ACTION ITEM: Return each of the entries below precisely, with no pictures in the result.

MATERIAL FOR THIS EXERCISE:
<<<<
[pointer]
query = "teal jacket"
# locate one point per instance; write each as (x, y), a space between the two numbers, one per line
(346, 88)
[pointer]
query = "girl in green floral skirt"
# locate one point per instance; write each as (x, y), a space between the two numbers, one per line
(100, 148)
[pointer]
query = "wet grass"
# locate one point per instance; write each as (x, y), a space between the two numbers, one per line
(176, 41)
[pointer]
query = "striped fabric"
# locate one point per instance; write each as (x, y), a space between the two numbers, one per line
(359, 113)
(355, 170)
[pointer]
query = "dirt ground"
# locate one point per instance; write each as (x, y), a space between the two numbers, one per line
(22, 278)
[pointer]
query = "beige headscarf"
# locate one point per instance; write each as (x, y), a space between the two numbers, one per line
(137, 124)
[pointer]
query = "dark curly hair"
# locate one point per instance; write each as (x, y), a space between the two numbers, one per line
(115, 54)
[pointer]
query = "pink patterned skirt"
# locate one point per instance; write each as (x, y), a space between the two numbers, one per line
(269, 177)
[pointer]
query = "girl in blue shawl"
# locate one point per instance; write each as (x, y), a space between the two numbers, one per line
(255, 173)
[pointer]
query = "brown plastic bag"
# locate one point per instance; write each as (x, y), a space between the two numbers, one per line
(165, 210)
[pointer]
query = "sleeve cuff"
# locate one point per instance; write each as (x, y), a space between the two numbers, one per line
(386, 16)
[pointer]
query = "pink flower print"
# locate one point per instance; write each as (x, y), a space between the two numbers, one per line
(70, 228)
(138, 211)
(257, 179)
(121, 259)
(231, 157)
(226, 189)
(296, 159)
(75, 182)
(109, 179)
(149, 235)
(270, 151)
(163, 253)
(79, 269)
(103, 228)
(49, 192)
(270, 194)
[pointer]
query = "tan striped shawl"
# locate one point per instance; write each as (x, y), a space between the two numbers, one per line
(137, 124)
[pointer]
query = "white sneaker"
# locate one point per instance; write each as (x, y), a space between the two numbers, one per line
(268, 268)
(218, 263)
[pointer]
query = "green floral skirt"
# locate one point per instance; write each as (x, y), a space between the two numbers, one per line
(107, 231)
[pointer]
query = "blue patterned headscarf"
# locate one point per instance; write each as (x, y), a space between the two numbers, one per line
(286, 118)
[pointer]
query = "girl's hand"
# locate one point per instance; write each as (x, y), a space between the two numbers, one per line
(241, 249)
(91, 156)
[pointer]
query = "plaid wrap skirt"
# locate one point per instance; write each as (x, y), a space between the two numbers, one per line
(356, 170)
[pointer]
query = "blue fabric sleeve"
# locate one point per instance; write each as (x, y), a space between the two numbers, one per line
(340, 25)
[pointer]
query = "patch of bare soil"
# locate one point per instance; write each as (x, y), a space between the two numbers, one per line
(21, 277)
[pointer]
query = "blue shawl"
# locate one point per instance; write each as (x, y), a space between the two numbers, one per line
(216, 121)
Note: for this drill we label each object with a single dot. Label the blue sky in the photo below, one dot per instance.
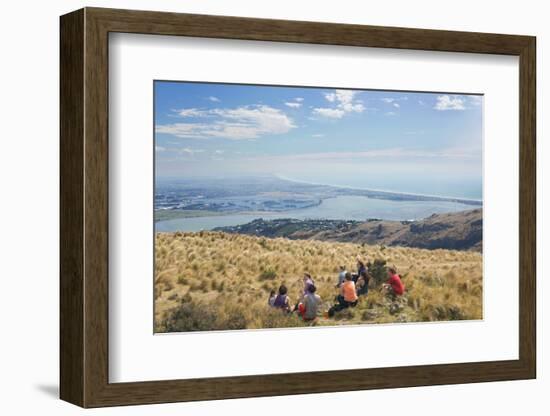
(410, 142)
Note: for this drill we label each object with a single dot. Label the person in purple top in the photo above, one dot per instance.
(308, 281)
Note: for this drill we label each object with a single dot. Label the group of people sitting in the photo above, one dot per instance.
(351, 287)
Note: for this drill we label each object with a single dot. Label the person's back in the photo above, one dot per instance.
(312, 301)
(396, 284)
(281, 301)
(341, 276)
(348, 291)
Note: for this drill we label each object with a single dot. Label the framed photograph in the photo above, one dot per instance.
(255, 207)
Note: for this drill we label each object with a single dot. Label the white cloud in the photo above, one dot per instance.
(451, 153)
(248, 122)
(329, 112)
(390, 100)
(190, 112)
(446, 102)
(187, 150)
(345, 103)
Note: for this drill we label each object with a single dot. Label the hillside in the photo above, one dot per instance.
(456, 231)
(214, 280)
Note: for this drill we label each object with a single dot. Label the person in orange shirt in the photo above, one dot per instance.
(347, 296)
(394, 286)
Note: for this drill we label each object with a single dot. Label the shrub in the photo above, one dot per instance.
(268, 274)
(190, 317)
(183, 280)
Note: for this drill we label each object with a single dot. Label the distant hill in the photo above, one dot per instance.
(455, 231)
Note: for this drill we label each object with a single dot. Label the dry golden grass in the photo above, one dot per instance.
(234, 274)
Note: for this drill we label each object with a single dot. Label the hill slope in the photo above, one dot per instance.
(214, 280)
(456, 231)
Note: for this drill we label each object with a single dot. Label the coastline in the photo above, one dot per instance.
(383, 191)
>>>>
ANSWER:
[pointer]
query = "teal jacket"
# locate one point per instance; write each as (x, y), a space between the two numbers, one per line
(346, 88)
[pointer]
query = "girl in green floral skirt"
# locate one point per instance; write each as (x, y), a space between the two numbers, one per line
(100, 148)
[pointer]
query = "wet grass"
# locate one point per instance; write each as (x, y), a space between the two numbers, one per line
(176, 41)
[pointer]
query = "striped fabric"
# locate one point per instance; write each as (x, y), a space between the two numbers, one per line
(359, 113)
(355, 170)
[pointer]
query = "dirt ground"
# locate one point per instance; write each as (x, y), a space between the two numbers, one per line
(22, 278)
[pointer]
query = "beige headscarf"
# locate one point per instance; write each as (x, y), a space between the two numbers, one per line
(137, 124)
[pointer]
query = "dark curly hair"
# locate one point per instance; write each as (x, y), a space between the two numbers, one per line
(115, 54)
[pointer]
query = "pink patterned skirt"
# locate one point per instance; write each as (x, y), a space between the two numbers, one per line
(269, 177)
[pointer]
query = "girl in blue shawl"
# locate one point per instance; write each as (x, y), a space between the two numbers, one per line
(255, 173)
[pointer]
query = "brown plastic bag"
# locate one point per instance; write each as (x, y), a space between the two numbers, one per line
(165, 210)
[pointer]
query = "sleeve cuff"
# locate one point per instance; write each as (x, y), a space between the two numbers, one per line
(386, 16)
[pointer]
query = "pink flower print"
# locate one point per instance; write each as (x, y), a space between the two numbers, one per line
(70, 228)
(138, 211)
(257, 179)
(121, 259)
(231, 157)
(226, 189)
(296, 159)
(75, 182)
(109, 179)
(149, 235)
(270, 151)
(163, 253)
(79, 269)
(103, 228)
(49, 192)
(270, 194)
[pointer]
query = "tan striped shawl"
# locate one point per instance; write each as (x, y), a space between the two numbers, one per line
(137, 124)
[pointer]
query = "white sneaker"
# locate one point per instance; write each as (x, y), a space between the two numbers, one per line
(268, 268)
(218, 263)
[pointer]
query = "green floral skirt"
# locate one point per instance; write each as (x, y), a space between the two numbers, one per line
(107, 231)
[pointer]
query = "blue patterned headscarf"
# locate one point per instance; write each as (x, y), a space between the two numbers, one per line
(286, 118)
[pointer]
query = "girl's hand"
# locate one point per instance; write each as (x, y), a space between the two numbers, one per line
(241, 249)
(91, 156)
[pointer]
query = "plaid wrap skirt"
# locate one point per instance; write each as (x, y), a space between the two numbers, one per line
(356, 170)
[pointer]
query = "blue fabric sleeve"
# locate one point per instance; write each as (x, y), a space between the two numbers, one per line
(340, 25)
[pointer]
query = "patch of bare soil"
# locate one point per instance; write each as (x, y), a space between the two numbers, one per line
(21, 277)
[pointer]
query = "blue shawl"
# locate one point per instance; write each as (x, y), a space between the two numbers, one per line
(216, 121)
Note: for this drill we label each object with a single dot. Label the blue sky in the photo below, one dot per instance.
(410, 142)
Note: for this drill we label each object with a single dot. Label the person in purple top in the photo above, one dot per instance.
(308, 281)
Note: for this drill we label each object with a single dot. Label the group of people sitting in the photo above, one dot per instance.
(351, 287)
Note: for this drill we label each object with a single dot. Label the person's back in the photo above, one dot per instance.
(312, 301)
(396, 284)
(281, 301)
(341, 276)
(348, 291)
Note: for this drill we label each object with a single dot. Label the framed photograph in the photo above, one dot per instance.
(255, 207)
Note: for this drill we label each object with a single dot. Label the white cloud in the photo above, one dot per instance.
(451, 153)
(248, 122)
(329, 112)
(390, 100)
(190, 112)
(446, 102)
(187, 150)
(345, 103)
Note: for this drill we label each object with a single dot. Label the hillside in the photo above, one dot per instance.
(456, 231)
(214, 280)
Note: for this drill we label each object with a single dot. Label the person in orange shirt in the photo above, one dot per instance.
(347, 296)
(394, 286)
Note: for this drill we label each object with a single dot. Label the shrub in the photo above, one dot per instance.
(268, 274)
(190, 317)
(183, 280)
Note: for this drill we label each object with a single dot. Label the distant hill in the photo above, one dot per instance.
(455, 231)
Note: for this drill we label each object with a single dot. Label the dry golden grass in the photo above, one dot per instance.
(234, 274)
Note: for this drill we label each object with a single dot. Label the hill slope in the photo above, one dot per instance.
(214, 280)
(456, 231)
Note: for this drill we label each object with a single dot. Label the coastline in the photo above, one dot per instance.
(383, 191)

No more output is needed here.